**PROBLEM STATEMENT:** Rewrite the lines of every record with "instance" replaced by "match", keeping everything else the same.

[Recorded data]
****************

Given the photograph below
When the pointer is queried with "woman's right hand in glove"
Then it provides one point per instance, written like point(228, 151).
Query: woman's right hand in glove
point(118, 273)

****************

**SOLUTION TO THIS EXERCISE:**
Given the photograph below
When the pointer is queried with "woman's right hand in glove"
Then it provides one point per match, written like point(228, 151).
Query: woman's right hand in glove
point(118, 273)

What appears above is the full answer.